Written instruction
Transcribe the data that follows precisely, omitting nothing.

%%

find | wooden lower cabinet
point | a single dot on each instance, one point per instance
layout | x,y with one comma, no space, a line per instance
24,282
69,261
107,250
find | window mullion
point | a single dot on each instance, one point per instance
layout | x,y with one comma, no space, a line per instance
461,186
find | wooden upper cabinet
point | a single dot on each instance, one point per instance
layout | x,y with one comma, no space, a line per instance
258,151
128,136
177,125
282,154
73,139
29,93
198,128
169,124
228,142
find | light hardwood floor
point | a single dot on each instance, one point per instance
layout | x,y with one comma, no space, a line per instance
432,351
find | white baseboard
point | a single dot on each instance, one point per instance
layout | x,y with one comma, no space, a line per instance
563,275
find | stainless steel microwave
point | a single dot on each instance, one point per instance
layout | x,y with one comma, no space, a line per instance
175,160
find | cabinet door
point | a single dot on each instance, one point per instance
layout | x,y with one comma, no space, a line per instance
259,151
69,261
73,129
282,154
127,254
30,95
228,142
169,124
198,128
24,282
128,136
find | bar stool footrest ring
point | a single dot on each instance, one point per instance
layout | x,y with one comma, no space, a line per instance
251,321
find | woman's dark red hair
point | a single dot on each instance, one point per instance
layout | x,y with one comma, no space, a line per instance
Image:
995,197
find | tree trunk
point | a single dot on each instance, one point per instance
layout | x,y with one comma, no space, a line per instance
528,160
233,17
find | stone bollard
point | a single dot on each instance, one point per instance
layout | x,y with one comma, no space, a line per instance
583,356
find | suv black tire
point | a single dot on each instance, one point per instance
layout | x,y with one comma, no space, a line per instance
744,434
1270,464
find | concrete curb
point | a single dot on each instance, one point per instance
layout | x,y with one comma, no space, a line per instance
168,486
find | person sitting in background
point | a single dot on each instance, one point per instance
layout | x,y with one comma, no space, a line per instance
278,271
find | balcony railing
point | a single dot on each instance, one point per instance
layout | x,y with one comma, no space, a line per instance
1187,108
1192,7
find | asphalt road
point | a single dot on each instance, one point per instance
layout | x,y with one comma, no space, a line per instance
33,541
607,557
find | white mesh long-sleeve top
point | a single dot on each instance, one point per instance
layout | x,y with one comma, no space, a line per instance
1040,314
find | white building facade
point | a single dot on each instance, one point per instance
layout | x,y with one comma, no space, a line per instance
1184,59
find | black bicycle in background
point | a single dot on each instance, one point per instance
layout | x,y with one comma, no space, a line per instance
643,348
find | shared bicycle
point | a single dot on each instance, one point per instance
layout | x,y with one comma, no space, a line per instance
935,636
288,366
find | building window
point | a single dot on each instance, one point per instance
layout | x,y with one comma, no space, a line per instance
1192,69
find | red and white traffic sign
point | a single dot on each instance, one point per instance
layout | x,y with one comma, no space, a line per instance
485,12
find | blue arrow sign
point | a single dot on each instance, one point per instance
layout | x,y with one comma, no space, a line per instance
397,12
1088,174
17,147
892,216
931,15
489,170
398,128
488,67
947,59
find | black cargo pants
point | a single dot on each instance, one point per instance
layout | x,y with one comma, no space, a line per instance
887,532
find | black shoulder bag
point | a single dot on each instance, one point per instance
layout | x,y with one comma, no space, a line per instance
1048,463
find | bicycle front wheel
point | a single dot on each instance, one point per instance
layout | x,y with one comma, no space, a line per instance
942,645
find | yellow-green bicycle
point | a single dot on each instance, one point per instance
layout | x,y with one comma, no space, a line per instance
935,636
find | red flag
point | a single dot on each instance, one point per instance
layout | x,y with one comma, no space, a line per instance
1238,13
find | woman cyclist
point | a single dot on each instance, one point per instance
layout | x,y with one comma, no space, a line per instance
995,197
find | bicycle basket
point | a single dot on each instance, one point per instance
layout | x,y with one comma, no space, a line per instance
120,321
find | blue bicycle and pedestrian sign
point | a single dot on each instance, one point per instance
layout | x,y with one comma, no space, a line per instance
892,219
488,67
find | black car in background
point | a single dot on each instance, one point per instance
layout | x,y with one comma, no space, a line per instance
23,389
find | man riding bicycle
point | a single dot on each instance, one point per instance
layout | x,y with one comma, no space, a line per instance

%%

In response
find | wooden lower cabinet
point | a single dot on each instance, one point per instance
layout | x,y with one comma, no space, a line per instance
24,282
69,261
107,250
find | window mullion
point | a single dot on each instance, one point per instance
layout | x,y with one comma, no space, a line per instance
461,186
find | wooden upper cabinet
point | a single dot on each instance, one point per instance
layout | x,y with one comma, no space, a line per instance
258,151
128,136
177,125
282,154
73,139
29,93
198,128
169,124
228,142
find | light hardwood floor
point | a single dot on each instance, one point per instance
layout | x,y with one comma, no space, a line per instance
432,351
find | white baseboard
point | a single dot on each instance, one point per instance
layout | x,y with one comma, no space, a line per instance
563,275
find | stainless steel microwave
point | a single dot on each instance, one point per instance
layout | x,y with one comma, no space, a line per instance
175,160
find | cabinet door
point | a single dot on each instance, one point per instance
layout | x,y with one comma, no space, a line per instance
259,151
69,261
73,129
282,154
127,254
30,95
228,142
169,124
198,128
24,282
128,136
find | bar stool footrest ring
point | a single dot on each instance, one point per instance
layout | x,y with one comma, no space, a line per instance
251,321
find | woman's dark red hair
point | a single dot on each instance, one point per instance
layout | x,y with one comma, no space, a line per instance
Image:
995,197
find | tree trunk
point | a single dot on each instance, one point per instance
layout | x,y with one comma, no space, a line per instance
528,160
233,17
find | stone bollard
point | a single dot on each instance, one point per instance
layout | x,y with one comma, no space, a line per instance
583,356
find | suv black tire
point | a single dot on each instance, one point per instance
layout | x,y with one comma, no space, a line per instance
744,434
1270,464
find | concrete curb
point | a single dot on each instance, one point per instance
layout | x,y with one comma, no space, a line per instance
168,486
find | person sitting in background
point | a single dot on each instance, one point per instance
layout | x,y with one comma, no space, a line per instance
278,271
find | balcony railing
point | a single dot on each instance, one point per instance
layout | x,y with one comma, no space, a line per instance
1187,108
1192,7
find | asphalt road
point | a single dot on each instance, one point per instance
layout | x,y with one comma, no space, a line per instance
33,541
607,557
find | white mesh long-sleeve top
point | a single dot on each instance, one point per instance
layout | x,y with one comma, no space, a line per instance
1040,314
find | white building facade
point | a single dot on each instance, one point per instance
layout | x,y with one comma, no space, a line per instance
1184,59
find | black bicycle in background
point | a single dot on each instance, one point per instance
layout | x,y with one comma, no space, a line per instance
643,348
find | shared bicycle
point | a single dot on each instance, one point per instance
layout | x,y with one comma, no space, a line per instance
935,636
288,366
find | building window
point | a single dot on each instance, one point per instance
layout | x,y with one comma, no space, a line per instance
1192,69
find | red and white traffic sign
point | a single dot on each instance, one point per instance
layout | x,y with one comma, no space, a line per instance
485,12
find | blue arrow sign
point | a single dot on each instance, one point per instance
layout | x,y with one comma, no space, a line per instance
397,12
1088,174
17,147
892,216
931,15
489,170
398,128
488,67
947,59
find | black cargo pants
point | a single dot on each instance, one point per instance
layout | x,y with one comma, no space, a line per instance
887,532
find | black shoulder bag
point | a single dot on each instance, one point per instance
layout | x,y with one comma, no space, a line per instance
1048,463
find | bicycle front wheel
point | a single dot on each instance, one point per instance
layout | x,y with one comma, no space, a line per instance
942,645
find | yellow-green bicycle
point | a single dot on each instance, one point per instance
layout | x,y with one comma, no space, a line per instance
935,636
find | red flag
point | a single dot on each instance, one point per instance
layout | x,y with one comma, no space, a line per instance
1238,13
find | woman cyclist
point | a single dot on each instance, one point per instance
layout | x,y with one comma, no space, a line per instance
995,197
find | bicycle basket
point | a single dot on each instance, one point per instance
layout | x,y with one comma, no space, a line per instance
120,321
find | blue bicycle and pedestrian sign
point | a single dot on each instance, one point per instance
layout | x,y with one comma, no space, a line per instance
892,219
488,67
find | black car in background
point | a single dot on each instance, one point per instance
layout | x,y with one comma, no space, a line per instance
23,389
find | man riding bicycle
point | a single dot on each instance, one point per instance
layout | x,y with one comma, no space, a line per instance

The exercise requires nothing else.